• Written request
Return the data below line for line, with no changes at all.

• Raw records
[BEGIN]

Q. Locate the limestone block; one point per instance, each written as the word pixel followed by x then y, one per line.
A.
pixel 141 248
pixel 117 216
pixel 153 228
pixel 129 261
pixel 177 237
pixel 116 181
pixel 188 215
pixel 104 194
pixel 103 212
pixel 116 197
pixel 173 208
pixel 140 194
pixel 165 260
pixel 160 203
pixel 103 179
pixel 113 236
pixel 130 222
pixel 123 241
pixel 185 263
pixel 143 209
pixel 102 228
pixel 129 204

[END]

• Exercise response
Q. Locate the limestone block; one point per instance, each written as the word pixel followed by x then y, one per line.
A.
pixel 141 248
pixel 117 216
pixel 153 228
pixel 129 261
pixel 177 237
pixel 116 181
pixel 188 215
pixel 104 194
pixel 103 212
pixel 116 197
pixel 173 208
pixel 140 194
pixel 165 260
pixel 160 203
pixel 103 179
pixel 113 236
pixel 130 222
pixel 123 241
pixel 185 263
pixel 143 209
pixel 102 228
pixel 129 204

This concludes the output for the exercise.